◆ Passage provided ◆

- - - -

Titans Gathers DC Universe Teens into an Unconventional Family

At its core, Titans is the story of a found and unconventional family. This makes a certain amount of sense, given the origins of the property. The Teen Titans team was launched in a 1964 issue of The Brave and the Bold when DC Comics was hoping to capitalize on contemporary youth culture. The group served as a home for teenage superheroes, primarily the sidekicks of established heroes like Robin, Superboy, Wonder Girl, and Kid Flash.

The 2018 DC Universe live-action adaptation of that comic book has its own distinct aesthetic. The show is a lot darker than its source material in terms of both visuals and story content. This is the series that famously announced itself to the world with a trailer that included the sentiment, “Fuck Batman.” However, Titans retains the familiar thematic dynamic of young people forging their own identities and finding a home away from home.

The plot of the first season of Titans is largely driven by Rachel Roth (Teagan Croft), a teenager who develops powers she cannot control. The pilot upends Rachel’s life, revealing that she has become a target for a vast and sinister conspiracy and that the woman she thought was her mother (Sherilyn Fenn) isn’t even related to her.

Over the course of the season, it becomes clear that this conspiracy is organized at the behest of Rachel’s biological father, the demonic Trigon (Seamus Dever). Trigon’s plan is to use his daughter as “a doorway that he can walk through” to invade Earth and possibly consume the rest of the universe.

Titans Gathers DC Universe Teens into an Unconventional Family

If Rachel’s plot is the driving force of Titans’ first season, then Dick Grayson (Brenton Thwaites) is its protagonist. Dick is introduced as a Detroit police officer who left Gotham to distance himself from Bruce Wayne. Dick had served as Robin to Bruce’s Batman for quite some time, but the relationship between the two men has soured.

Titans underscores the unhealthiness of that relationship. As with Trigon, Bruce’s interest in his surrogate child is primarily utilitarian. “Batman needs Robin,” argues Jason Todd (Curran Walters), Bruce’s replacement for Dick. “Why do you think he makes us wear those lame colors? Because we’re drawing fire.”

Jason may be oblivious to the cynicism of using a child as a decoy to draw live fire, but Dick seems inured. In the season finale, Dick imagines a dark future in which Jason has fulfilled this purpose, ending up in a wheelchair as a result of an encounter with the Riddler and seemingly discarded by his adopted father.

Bruce offers Dick and Jason the trappings of a seemingly normal life. After the death of his parents, Dick wants to remain in Haly’s Circus with the people that he deems to be his extended family. Both social services and the circus itself believe that Bruce can offer Dick more stability, structure, and  security. Bruce is a lonely bachelor in a giant mansion with his British manservant, but he at least looks like a traditional father figure.

- - - -

◆ Listed records ◆

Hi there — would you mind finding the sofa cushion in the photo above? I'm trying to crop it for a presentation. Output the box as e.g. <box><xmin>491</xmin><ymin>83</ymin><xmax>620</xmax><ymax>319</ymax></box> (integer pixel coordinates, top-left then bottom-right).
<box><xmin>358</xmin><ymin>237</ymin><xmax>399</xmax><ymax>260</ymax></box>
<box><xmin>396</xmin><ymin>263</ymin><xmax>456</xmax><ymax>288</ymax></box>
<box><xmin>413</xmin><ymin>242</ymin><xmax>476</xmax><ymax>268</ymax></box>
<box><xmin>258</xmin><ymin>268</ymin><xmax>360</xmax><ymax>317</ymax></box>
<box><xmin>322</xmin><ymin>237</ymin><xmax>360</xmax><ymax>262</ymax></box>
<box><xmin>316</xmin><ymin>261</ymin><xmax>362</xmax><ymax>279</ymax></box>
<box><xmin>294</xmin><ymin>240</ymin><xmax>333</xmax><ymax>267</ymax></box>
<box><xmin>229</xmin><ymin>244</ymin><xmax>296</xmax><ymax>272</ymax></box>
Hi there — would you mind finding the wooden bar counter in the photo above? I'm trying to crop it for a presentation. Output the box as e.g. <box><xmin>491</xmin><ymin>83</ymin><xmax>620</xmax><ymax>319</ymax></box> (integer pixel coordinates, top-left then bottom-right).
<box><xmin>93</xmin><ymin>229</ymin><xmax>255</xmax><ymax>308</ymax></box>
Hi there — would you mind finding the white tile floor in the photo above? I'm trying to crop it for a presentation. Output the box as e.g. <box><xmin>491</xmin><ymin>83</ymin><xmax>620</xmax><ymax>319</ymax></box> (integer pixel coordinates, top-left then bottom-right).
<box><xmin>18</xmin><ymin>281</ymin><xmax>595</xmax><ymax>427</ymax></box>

- - - -

◆ The problem ◆
Return everything from "Jason may be" down to "traditional father figure." in the Titans article above, copied word for word.

◆ Task solution ◆
Jason may be oblivious to the cynicism of using a child as a decoy to draw live fire, but Dick seems inured. In the season finale, Dick imagines a dark future in which Jason has fulfilled this purpose, ending up in a wheelchair as a result of an encounter with the Riddler and seemingly discarded by his adopted father.

Bruce offers Dick and Jason the trappings of a seemingly normal life. After the death of his parents, Dick wants to remain in Haly’s Circus with the people that he deems to be his extended family. Both social services and the circus itself believe that Bruce can offer Dick more stability, structure, and  security. Bruce is a lonely bachelor in a giant mansion with his British manservant, but he at least looks like a traditional father figure.